When the dust settles and we find out if Benjamin Netanyahu will survive the corruption allegations swirling around him, some hard questions will still remain. Such as, why didn’t the government’s checks and balances kick in? Why didn’t the Defense Ministry watchdogs prevent the alleged improprieties in the procurement of submarines from Germany (Case 3000)? How could officials at the Communications Ministry not block the prime minister – in his capacity as communications minister – from allegedly arranging sweetheart conditions for the Bezeq telecommunications company, controlled by his friend Shaul Elovitch, in exchange for cheerleading coverage by Walla, a news website Bezeq owned (Case 4000)?
A lot of questions arise from the limpness at the defense and communications ministries, which failed to thwart alleged corruption taking place right before their eyes. The questions pertain to their directors general, their legal counsels and, just as pertinently, to their internal auditors.
In fact the question about internal auditors is especially relevant because it’s not being asked.
“The internal auditors deal with technical issues, not substance,” says a high-ranking government official responsible for internal auditors. “They have no weight.”

▶ [WHAT THE TASK ASKS]: Write out word for word the stretch of the corruption-cases article above from "A lot of questions" through "not being asked.".

▶ [INFORMATION PROVIDED]:
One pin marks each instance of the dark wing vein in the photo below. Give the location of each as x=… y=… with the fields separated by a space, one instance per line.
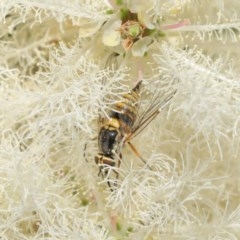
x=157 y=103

▶ [FINISHED ANSWER]:
A lot of questions arise from the limpness at the defense and communications ministries, which failed to thwart alleged corruption taking place right before their eyes. The questions pertain to their directors general, their legal counsels and, just as pertinently, to their internal auditors.
In fact the question about internal auditors is especially relevant because it’s not being asked.